VORLIEGENDER TEXTAUSZUG >>
<<<<

Nun hat Dmitri Tcherniakov also seinen Ring zu Ende geschmiedet. Am Ende wird das gesamte Ensemble mit frenetischem Applaus gefeiert, ebenso wie Thielemann und das Orchester. Beim Erscheinen des Regieteams erhebt sich allerdings ein wahrer Buh-Orkan, der vom ebenfalls gespendeten Applaus nicht übertönt werden kann. Sicher, der Regisseur hat mit seiner intellektuell extrem anspruchsvollen Deutung dem Publikum einige Rätsel aufgegeben. Was aber besticht, ist die Konsequenz, mit der er seine eigenwillige Lesart des Stoffes auf die Bühne gestellt hat. Die Idee eines Forschungsinstitutes als Schauplatz ist gar nicht so abwegig, ist doch wissenschaftliche Forschung heute ein entscheidend wichtiges Thema.

Wotan sieht die Wälsungen als Versuchsobjekte für ein selbstbestimmtes Handeln, Siegfried soll sich dann endgültig vom Willen des Übervaters Wotan lösen. An diesem Punkt misslingt das Experiment. Siegfried beginnt aus freien Stücken anders zu handeln, als Wotan es sich gewünscht hätte. Das Schwert Nothung wird erst gar nicht geschmiedet, seine ersten Erfolge erringt Siegfried einfach durch rohe Kraft. Seine narzisstisch unbedachte Natur führt ihn nur allzu schnell zum Betrug an seiner Frau und seinem vorhersehbaren, selbst verschuldeten Ende. Ein müder, desillusionierter Wotan verzichtet am Ende sogar auf den finalen Weltenbrand. Tcherniakov gibt uns einiges Bedenkenswertes mit auf den Heimweg.

>>>>

BEREITGESTELLTE DATEN >>
<<<<

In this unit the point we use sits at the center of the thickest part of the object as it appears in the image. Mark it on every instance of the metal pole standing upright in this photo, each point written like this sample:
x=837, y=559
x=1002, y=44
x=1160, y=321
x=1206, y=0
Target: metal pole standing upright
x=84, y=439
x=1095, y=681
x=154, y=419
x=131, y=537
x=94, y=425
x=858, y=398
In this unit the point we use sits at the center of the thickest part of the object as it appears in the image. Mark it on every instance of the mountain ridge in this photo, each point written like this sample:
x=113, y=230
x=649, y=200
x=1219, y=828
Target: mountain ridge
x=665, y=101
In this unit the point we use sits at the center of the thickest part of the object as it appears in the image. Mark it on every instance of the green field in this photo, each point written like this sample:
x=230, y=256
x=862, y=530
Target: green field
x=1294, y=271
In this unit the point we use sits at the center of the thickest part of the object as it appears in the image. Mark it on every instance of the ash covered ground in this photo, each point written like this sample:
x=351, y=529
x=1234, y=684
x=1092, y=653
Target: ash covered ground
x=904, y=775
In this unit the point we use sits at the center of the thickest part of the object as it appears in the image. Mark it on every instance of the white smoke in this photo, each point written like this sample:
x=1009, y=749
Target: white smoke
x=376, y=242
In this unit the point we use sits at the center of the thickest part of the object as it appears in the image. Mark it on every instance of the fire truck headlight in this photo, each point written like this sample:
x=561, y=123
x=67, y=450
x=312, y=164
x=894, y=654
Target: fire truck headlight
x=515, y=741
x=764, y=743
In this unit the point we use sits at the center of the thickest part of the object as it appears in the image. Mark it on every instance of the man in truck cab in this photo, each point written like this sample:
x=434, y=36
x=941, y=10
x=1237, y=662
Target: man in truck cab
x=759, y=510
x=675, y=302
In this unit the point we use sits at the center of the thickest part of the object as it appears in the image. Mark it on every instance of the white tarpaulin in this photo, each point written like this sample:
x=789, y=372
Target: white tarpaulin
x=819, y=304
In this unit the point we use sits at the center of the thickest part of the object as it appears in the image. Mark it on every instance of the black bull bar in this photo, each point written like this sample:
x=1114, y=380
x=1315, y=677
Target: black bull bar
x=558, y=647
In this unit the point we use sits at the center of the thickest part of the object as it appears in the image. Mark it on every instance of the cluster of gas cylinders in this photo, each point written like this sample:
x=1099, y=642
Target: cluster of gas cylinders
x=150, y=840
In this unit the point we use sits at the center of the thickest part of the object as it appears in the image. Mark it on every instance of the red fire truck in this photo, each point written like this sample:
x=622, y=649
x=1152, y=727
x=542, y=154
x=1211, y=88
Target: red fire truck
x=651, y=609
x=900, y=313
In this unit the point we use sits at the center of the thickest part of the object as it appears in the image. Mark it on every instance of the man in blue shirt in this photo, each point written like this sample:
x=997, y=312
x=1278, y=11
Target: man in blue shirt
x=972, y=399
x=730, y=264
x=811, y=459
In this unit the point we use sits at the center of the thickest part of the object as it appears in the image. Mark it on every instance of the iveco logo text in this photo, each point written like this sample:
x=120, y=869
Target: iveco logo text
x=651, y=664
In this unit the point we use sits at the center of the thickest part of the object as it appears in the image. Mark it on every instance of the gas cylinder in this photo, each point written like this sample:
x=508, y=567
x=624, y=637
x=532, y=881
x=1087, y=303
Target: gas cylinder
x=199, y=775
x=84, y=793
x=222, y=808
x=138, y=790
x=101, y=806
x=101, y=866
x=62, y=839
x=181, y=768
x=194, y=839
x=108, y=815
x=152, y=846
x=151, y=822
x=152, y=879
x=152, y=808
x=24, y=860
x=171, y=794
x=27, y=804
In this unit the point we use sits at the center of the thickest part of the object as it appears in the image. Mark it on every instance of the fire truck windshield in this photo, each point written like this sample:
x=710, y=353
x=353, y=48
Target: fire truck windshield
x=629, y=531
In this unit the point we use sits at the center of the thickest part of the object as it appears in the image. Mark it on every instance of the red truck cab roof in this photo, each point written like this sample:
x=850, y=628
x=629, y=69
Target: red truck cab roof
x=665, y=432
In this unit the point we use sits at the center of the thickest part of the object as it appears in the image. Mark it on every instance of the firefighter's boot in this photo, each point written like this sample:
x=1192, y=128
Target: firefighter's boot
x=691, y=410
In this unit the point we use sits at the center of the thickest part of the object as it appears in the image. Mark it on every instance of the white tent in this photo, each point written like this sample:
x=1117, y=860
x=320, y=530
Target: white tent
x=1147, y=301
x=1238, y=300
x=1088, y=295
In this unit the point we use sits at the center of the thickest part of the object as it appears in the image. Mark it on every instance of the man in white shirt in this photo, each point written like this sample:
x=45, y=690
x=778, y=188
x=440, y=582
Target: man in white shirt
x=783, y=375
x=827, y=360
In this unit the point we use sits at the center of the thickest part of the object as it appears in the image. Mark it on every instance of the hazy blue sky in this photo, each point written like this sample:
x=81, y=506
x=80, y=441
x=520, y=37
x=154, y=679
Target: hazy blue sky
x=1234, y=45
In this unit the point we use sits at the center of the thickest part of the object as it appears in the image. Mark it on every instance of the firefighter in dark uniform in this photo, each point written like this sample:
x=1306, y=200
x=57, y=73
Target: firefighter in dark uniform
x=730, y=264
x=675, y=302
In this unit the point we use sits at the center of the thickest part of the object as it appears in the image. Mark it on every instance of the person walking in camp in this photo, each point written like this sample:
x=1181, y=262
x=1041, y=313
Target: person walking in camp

>>>>

AUFGABEN >>
1) Welches Schwert wird laut dem Textauszug in Tcherniakovs Inszenierung gar nicht erst geschmiedet?
2) Entnimm den Datenzeilen wortgetreu den Abschnitt, der bei der Zeile mit „of the green“ beginnt und nach der Zeile mit „x=376, y=242“ endet.

LÖSUNGEN >>
1) Das Schwert Nothung.

2)
In this unit the point we use sits at the center of the thickest part of the object as it appears in the image. Mark it on every instance of the green field in this photo, each point written like this sample:
x=230, y=256
x=862, y=530
Target: green field
x=1294, y=271
In this unit the point we use sits at the center of the thickest part of the object as it appears in the image. Mark it on every instance of the ash covered ground in this photo, each point written like this sample:
x=351, y=529
x=1234, y=684
x=1092, y=653
Target: ash covered ground
x=904, y=775
In this unit the point we use sits at the center of the thickest part of the object as it appears in the image. Mark it on every instance of the white smoke in this photo, each point written like this sample:
x=1009, y=749
Target: white smoke
x=376, y=242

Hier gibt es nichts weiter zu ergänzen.